■ **Verilen Metin**
────────

Her seferinde eskiye dönmek
Cumhuriyet Halk Partisi’nin Konya’da da beklenenden fazla bir katılım gerçekleşti. Aslında bu Yozgat örneğinde de böyle olmuştu. Muhtemelen başka muhafazakar ve milliyetçi seçmen tabanlı şehirlerde de böyle olacak. Bunun Cumhuriyet Halk Partisi tarafından okunuşu ve doğru yönlendirilmesi ise çok önemli.
Bu mitinglerin söylemlerini ve tavrını elbette kendileri belirleyecekler. Aynı biçimde başarılı imza kampanyaları da yapıyorlar, yine orada da kalabalıkların tavır ve niyetlerini belirleyecek olanlar kendileri.
Açıkçası fiziki olarak orada değildim ve bu tarz değerlendirmeleri orada olmadan yapmayı doğru bulmam. Ama Konya özelinde Milli Görüş hareketinin her noktasında yer almış AKP içinde de önemli görevler üstlenmiş arkadaşlarım var ve onların dahi bir kısmının o mitingde olduğunu biliyorum.
Konya’da durum beklenenden çok daha olumlu idi yani CHP için.
Aynı gün çok uzun zamandır 3 Mayıs Türkçülük Günü için Erciyes’e gitmeyen MHP’nin içinden kopmuş İYİ Parti tarafından yapılan bir salon etkinliği de vardı ve o etkinlik de oldukça önemli bir kalabalığa ev sahipliği yaptı.
Muhalefet bir biçimde halkın nabzını tutmak için gayret göstermeye de devam ediyordu, birbirinden farklı olduklarını ama şu aşamada meselenin gerçek bir toplumsal uzlaşma sağlayabilmek olduğunu düşünenlerdenim.
Muhalefet siyasetinde bu anlamda ciddi bazı eksiklikler olsa da ulaşılan noktadan faydalanmak şansını kullanabilmek adına bu nabız meselesinde bir ortak nokta önemli. İşte orada bir arada tavır nasıl olacak, önemli olan odur. Çünkü içinden geçtiğimiz zamanın sonucunda seçim kazanmak ve seçim kaybetmekten daha önemli meselelerimiz olacak gibi.
Dün yani 3 Mayıs'ta babasının mezarını ziyarete giden Ayyüce Türkeş ve yanındakilere karşı girişilen hareketlerin izahını yapmak mümkün değildir. Neticede Alparslan Türkeş, "Milliyetçi Hareket"in kurucu lideridir, bugün anılan Türkçülük Günü nedeni ile 1 buçuk yıla yakın tutuklu kalan 23 kişiden biridir. Daha sonrasında bu olayların siyasi tarafında en güçlü şekilde yer alarak savunucusu olmuş isimdir. Ayyüce Türkeş ise siyasi hiçbir tarafı ve tavrı olmadığını varsaysak dahi, Alparslan Türkeş’in kızıdır ve ziyaret ettiği yer ise babasının mezarıdır.

────────

■ **Veri Listesi**
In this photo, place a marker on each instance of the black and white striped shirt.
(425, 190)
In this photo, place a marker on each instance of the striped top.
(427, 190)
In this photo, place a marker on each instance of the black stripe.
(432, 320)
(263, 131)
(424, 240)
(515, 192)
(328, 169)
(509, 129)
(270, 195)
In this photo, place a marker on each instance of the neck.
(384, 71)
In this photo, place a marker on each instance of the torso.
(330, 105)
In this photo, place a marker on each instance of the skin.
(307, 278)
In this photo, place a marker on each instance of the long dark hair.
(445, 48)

────────

■ **Alıştırma Görevleri**
• A. Metne göre Ayyüce Türkeş 3 Mayıs'ta nereyi ziyarete gitmiştir?
• B. Kayıtlarda "instance" kelimesinin geçtiği bütün satırları bulun ve aynen kopyalayın.
Metin ile kayıtlar arasında herhangi bir bağlantı yoktur.

■ **Çözümler**
• A. Babasının mezarını ziyarete gitmiştir.

• B.
In this photo, place a marker on each instance of the black and white striped shirt.
In this photo, place a marker on each instance of the striped top.
In this photo, place a marker on each instance of the black stripe.
In this photo, place a marker on each instance of the neck.
In this photo, place a marker on each instance of the torso.
In this photo, place a marker on each instance of the skin.
In this photo, place a marker on each instance of the long dark hair.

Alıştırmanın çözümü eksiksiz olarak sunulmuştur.